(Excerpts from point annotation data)
+ + + + + + +

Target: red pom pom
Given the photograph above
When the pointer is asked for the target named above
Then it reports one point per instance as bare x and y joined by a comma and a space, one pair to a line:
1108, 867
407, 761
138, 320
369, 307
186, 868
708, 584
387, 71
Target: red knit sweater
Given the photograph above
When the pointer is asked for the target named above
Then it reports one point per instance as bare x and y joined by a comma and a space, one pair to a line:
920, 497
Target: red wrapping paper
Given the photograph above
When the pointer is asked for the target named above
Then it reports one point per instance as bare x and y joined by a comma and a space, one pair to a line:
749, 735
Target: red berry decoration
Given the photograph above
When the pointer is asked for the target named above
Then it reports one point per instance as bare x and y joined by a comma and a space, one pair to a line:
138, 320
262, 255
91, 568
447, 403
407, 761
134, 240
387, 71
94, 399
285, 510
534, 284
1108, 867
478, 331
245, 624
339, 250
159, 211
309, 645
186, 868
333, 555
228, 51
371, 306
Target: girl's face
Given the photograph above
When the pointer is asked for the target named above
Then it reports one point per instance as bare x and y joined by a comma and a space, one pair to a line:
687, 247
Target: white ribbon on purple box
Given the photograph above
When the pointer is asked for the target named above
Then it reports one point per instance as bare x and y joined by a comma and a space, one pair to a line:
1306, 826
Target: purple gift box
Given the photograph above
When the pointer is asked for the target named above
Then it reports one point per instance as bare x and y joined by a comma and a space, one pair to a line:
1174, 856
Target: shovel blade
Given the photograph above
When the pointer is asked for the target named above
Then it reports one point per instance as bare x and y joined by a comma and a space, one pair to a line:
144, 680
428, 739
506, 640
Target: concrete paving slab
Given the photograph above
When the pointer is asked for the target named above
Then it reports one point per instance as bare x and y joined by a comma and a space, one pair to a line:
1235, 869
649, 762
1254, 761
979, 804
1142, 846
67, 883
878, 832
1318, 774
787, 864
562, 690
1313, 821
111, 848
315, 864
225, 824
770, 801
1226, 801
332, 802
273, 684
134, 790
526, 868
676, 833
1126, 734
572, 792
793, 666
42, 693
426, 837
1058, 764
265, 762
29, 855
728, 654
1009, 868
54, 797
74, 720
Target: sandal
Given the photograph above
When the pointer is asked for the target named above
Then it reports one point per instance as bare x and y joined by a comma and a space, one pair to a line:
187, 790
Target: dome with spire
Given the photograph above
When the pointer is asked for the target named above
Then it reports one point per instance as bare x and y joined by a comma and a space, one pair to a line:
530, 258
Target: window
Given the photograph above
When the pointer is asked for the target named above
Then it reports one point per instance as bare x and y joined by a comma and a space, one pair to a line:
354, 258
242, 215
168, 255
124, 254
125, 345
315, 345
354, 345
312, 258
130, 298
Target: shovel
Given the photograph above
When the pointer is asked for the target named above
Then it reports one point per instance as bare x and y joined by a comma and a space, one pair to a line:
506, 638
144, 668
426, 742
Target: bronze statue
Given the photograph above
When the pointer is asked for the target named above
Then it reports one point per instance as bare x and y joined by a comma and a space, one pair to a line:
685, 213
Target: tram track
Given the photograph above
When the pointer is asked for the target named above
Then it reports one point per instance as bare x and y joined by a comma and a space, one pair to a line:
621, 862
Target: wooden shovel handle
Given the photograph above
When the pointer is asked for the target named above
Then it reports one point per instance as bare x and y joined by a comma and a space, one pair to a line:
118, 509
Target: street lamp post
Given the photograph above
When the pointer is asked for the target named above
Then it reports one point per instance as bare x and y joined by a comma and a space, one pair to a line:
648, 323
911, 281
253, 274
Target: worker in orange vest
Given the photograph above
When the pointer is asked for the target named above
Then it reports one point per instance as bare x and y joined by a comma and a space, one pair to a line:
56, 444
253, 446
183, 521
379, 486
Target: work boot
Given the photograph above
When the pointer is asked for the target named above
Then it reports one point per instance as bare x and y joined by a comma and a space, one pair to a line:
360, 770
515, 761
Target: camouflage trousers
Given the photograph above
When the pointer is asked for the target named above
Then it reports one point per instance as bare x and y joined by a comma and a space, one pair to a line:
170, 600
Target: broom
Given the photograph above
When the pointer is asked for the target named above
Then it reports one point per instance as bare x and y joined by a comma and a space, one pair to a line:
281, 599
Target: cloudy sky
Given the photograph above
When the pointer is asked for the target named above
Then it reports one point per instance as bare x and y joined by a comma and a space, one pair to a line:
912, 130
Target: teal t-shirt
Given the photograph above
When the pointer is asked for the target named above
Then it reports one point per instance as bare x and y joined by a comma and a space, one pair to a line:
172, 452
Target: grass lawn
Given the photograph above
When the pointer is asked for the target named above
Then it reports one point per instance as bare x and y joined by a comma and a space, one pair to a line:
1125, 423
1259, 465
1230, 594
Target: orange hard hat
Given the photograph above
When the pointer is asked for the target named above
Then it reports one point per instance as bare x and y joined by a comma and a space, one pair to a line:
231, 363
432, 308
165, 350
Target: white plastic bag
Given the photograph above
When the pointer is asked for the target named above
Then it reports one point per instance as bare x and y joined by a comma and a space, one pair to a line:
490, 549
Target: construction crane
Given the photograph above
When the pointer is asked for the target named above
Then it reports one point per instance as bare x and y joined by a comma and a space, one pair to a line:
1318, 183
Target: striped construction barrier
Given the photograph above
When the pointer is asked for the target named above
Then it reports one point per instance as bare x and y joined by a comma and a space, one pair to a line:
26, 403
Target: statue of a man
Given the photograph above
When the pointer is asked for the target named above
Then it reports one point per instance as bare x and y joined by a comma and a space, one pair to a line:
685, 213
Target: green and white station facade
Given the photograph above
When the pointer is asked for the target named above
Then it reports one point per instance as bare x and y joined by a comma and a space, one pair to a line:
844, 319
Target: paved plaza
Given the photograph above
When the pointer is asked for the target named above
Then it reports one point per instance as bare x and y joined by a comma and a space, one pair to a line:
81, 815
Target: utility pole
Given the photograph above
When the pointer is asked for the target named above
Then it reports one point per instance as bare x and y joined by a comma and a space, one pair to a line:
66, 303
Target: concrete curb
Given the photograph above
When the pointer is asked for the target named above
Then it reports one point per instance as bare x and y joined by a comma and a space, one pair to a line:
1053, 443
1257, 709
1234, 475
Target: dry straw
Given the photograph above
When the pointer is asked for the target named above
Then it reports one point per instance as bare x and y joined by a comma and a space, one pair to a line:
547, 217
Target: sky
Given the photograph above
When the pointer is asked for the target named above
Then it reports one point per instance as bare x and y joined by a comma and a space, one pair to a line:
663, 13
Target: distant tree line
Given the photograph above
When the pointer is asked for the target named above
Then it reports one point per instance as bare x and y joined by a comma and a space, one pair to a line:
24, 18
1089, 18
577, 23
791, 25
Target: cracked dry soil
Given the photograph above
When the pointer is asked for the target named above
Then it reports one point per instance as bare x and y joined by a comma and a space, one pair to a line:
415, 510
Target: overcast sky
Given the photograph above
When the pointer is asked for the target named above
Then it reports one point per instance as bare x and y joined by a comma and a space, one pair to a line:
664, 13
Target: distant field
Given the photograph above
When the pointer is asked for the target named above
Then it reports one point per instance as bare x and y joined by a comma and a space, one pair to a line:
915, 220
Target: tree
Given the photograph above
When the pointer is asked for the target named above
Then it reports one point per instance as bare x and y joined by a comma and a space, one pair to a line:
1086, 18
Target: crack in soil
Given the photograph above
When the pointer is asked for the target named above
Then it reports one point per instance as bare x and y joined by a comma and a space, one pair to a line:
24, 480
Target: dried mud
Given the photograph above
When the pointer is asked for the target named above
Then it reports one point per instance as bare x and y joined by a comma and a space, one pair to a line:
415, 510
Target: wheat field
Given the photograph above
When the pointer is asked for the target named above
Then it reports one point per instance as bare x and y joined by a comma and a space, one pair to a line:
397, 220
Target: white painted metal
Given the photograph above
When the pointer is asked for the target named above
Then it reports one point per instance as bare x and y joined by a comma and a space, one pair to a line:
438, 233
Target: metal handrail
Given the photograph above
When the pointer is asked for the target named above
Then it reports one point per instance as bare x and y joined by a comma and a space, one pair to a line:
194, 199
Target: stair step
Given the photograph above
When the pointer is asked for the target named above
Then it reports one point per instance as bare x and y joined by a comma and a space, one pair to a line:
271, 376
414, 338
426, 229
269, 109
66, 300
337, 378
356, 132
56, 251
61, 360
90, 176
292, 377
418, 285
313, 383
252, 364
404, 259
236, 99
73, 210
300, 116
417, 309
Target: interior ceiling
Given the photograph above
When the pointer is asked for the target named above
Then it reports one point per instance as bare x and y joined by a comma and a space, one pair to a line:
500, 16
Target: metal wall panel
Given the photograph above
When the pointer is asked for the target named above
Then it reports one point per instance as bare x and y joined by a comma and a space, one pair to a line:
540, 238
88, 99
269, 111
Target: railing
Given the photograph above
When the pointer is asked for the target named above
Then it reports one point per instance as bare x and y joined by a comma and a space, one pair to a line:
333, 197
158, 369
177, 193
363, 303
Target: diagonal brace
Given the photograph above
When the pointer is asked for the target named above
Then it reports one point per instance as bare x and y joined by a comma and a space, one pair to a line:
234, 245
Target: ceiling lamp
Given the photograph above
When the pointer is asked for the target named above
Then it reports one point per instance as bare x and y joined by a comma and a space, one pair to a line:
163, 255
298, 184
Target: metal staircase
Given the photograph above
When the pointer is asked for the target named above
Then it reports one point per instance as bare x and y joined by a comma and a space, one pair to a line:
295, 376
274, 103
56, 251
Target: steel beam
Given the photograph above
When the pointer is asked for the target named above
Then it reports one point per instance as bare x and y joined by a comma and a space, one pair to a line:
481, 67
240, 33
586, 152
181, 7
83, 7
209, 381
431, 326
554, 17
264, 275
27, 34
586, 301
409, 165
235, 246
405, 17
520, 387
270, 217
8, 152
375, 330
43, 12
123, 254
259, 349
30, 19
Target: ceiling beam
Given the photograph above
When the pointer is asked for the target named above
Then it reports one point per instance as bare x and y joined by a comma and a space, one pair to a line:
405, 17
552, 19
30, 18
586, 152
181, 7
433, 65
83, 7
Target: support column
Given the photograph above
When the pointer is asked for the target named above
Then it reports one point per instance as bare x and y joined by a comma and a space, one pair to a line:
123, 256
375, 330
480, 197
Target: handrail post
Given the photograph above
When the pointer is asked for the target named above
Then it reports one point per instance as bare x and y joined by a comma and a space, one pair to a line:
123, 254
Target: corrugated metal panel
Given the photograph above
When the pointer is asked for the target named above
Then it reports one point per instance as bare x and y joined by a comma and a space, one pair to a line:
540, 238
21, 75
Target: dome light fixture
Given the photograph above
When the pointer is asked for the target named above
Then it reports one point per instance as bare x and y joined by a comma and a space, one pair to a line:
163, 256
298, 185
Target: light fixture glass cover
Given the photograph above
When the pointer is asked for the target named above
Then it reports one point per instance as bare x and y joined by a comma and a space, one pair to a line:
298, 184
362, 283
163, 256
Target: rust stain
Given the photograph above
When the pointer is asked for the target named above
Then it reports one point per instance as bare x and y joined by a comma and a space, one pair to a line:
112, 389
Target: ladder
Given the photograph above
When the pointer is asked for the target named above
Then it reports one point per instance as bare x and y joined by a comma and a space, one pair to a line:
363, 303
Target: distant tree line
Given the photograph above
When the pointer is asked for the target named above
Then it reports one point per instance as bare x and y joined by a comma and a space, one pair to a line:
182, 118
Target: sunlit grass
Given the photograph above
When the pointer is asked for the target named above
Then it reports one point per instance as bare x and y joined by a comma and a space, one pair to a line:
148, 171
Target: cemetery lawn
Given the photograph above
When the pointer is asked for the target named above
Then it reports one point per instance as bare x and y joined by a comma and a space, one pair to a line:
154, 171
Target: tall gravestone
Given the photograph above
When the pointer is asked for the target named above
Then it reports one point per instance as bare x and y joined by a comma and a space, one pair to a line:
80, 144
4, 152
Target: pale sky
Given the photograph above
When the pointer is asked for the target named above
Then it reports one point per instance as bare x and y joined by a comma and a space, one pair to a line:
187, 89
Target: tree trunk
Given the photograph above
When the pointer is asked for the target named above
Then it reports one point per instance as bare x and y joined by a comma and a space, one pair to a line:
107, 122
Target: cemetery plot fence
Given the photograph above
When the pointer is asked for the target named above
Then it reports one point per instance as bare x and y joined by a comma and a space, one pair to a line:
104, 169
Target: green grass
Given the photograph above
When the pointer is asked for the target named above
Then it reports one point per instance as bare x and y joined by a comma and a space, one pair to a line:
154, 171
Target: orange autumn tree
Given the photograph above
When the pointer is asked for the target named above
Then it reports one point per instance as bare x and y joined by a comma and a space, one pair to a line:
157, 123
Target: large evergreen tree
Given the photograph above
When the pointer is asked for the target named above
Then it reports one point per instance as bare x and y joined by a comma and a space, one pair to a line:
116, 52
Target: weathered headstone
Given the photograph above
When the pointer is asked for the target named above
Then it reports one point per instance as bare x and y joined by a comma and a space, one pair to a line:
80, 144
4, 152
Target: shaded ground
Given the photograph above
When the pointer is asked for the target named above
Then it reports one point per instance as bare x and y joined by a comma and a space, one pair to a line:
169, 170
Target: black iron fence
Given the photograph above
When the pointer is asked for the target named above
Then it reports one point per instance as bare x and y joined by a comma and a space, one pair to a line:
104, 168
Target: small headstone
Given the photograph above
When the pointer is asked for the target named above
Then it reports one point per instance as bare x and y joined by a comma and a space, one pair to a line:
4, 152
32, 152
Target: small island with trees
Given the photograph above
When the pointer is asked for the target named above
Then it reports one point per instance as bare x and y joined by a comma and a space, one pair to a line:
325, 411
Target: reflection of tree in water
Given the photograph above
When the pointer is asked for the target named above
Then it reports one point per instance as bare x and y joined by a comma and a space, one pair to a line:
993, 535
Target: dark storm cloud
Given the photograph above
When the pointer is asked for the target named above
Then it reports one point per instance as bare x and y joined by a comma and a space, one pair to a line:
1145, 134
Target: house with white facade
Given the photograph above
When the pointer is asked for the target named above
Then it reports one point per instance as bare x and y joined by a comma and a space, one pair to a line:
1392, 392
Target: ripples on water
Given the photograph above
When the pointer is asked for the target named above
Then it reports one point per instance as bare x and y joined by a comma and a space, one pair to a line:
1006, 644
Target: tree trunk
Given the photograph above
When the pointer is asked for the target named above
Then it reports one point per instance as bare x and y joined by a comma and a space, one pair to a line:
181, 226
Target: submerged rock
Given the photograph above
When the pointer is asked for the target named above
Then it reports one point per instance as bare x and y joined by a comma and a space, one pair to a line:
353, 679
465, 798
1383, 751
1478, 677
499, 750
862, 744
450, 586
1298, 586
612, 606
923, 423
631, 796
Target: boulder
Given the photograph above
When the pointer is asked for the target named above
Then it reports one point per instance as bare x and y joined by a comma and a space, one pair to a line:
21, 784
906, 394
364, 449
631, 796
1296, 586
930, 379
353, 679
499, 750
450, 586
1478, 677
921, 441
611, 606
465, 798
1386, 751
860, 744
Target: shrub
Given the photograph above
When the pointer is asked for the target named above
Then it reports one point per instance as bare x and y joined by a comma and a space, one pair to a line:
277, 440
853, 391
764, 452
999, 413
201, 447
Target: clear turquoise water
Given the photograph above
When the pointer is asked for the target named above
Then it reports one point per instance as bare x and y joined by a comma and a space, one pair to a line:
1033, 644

+ + + + + + +

Exercise objective: Give again, word for word, every line from the one holding "Target: boulder" to the end of the data.

Answer to the task:
Target: boulder
Given the photograph above
When the pointer is asked for the target named above
Then it reports one point per instance as bare x and y joined by a comma and a space, one pair to a line:
21, 784
906, 394
364, 449
631, 796
1296, 586
930, 379
353, 679
499, 750
450, 586
1478, 677
921, 441
611, 606
465, 798
1386, 751
860, 744
Target: shrub
Given the photograph above
When the pointer is asked for the target named above
Then it reports one point per instance as bare x and y joined by a comma and a space, one pair to a line:
277, 440
853, 391
764, 452
999, 413
201, 447
Target: clear turquoise water
Given the photograph above
When the pointer is asked for the target named above
Then it reports one point per instance as bare x and y joined by a comma and a space, one pair to a line:
1033, 644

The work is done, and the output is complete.